◆ WORK TO DO ◆
1. Duplicate the passage below on praetorian guards and political power word for word, starting at "As Mao Zedong" and ending at "to being overthrown.".
2. Pick up the passage below on praetorian guards and political power after its final sentence and continue it.
··· TEXT BLOCK ···
One could argue that there is no “clash of civilisations” but rather a clash of national praetorian guards who feel their national interests are being threatened, not just by foreign intrusion but also by weak leaders who betray their interests. In the past decade, US security elites have taken power from Wall Street for the perceived crime of selling out US national interests.
As Mao Zedong said in 1927, “political power comes from the barrel of a gun”, meaning those who have the military behind them will beat those who don’t. Stable governments are those able to keep the military in their barracks. Those who do not keep the military happy are vulnerable to being overthrown.
Former US president Donald Trump gestures after speaking at the Trump National Golf Club in Bedminster, New Jersey, on Tuesday. He pleaded not guilty in a Miami courtroom earlier in the day to dozens of felony counts that he hoarded classified documents and refused government demands to give them back. Photo: AP

But what if the praetorian guards’ interests are not aligned with those of the masses, who want peace, stability, better jobs and healthcare? In this modern age, the masses are rightly worried about whether their praetorian guards are looking after the people’s interests or their own.
··· DATA SEGMENT ···
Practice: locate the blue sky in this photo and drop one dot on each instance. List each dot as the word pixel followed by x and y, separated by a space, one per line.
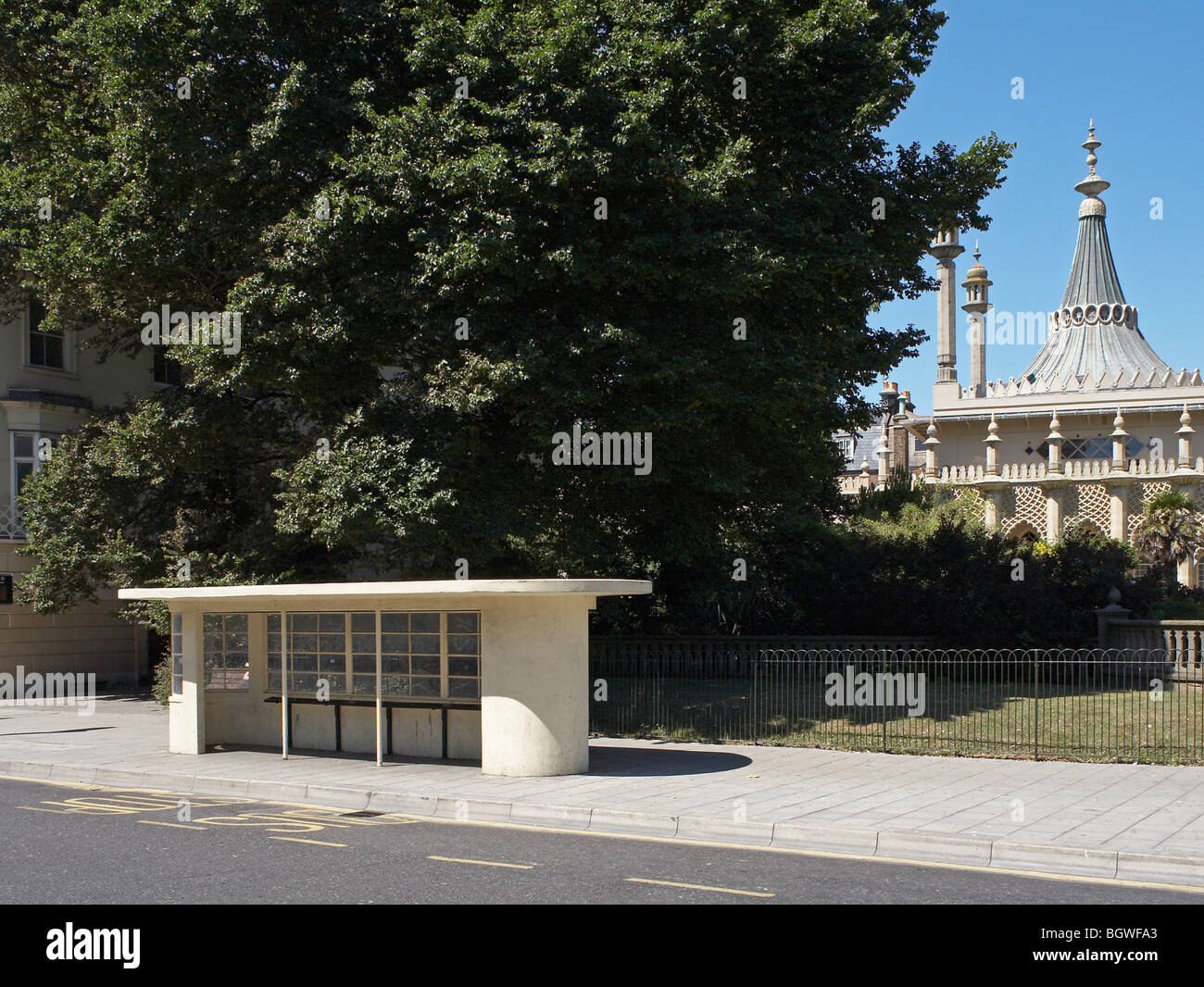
···
◆ RESULTS IN ORDER ◆
1.
As Mao Zedong said in 1927, “political power comes from the barrel of a gun”, meaning those who have the military behind them will beat those who don’t. Stable governments are those able to keep the military in their barracks. Those who do not keep the military happy are vulnerable to being overthrown.

2.
This is reflected in the loss of public trust in the ruling elite, which feeds the populist desire to have one of their own to oversee the elite. Former US president Donald Trump has pitched himself as such a populist. The more resistance there is to him returning as a presidential candidate, including his recent indictment, the more Trump’s supporters will cling to their belief that the elite are looking after their own skin.

History tells us that empires decline if their elites are feeding at the trough at the expense of the masses. They sometimes start wars to deflect the anger against them towards outsiders. Are there parallels in the current age? That is for history to judge.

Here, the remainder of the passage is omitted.